> [Stated goal]:
Reproduce every line of the records below, including the request text, but shift each coordinate in the answers by adding 136 to it. Omit the pictures from your response.

Records from a point annotation set:
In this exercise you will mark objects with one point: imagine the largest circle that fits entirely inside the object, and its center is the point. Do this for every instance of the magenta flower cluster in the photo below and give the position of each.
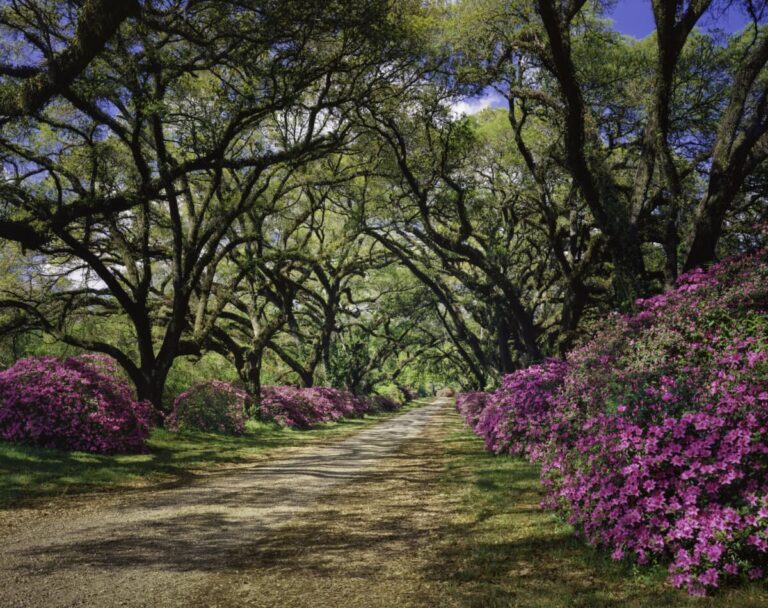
(212, 406)
(306, 407)
(78, 403)
(653, 435)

> [Correct response]:
In this exercise you will mark objects with one point: imagine the largest circle that fits entirely inside the object, and its center is the point. Do this for every instance of the magenta flower cluster in the photo below and give the position of each.
(348, 542)
(442, 543)
(214, 539)
(789, 571)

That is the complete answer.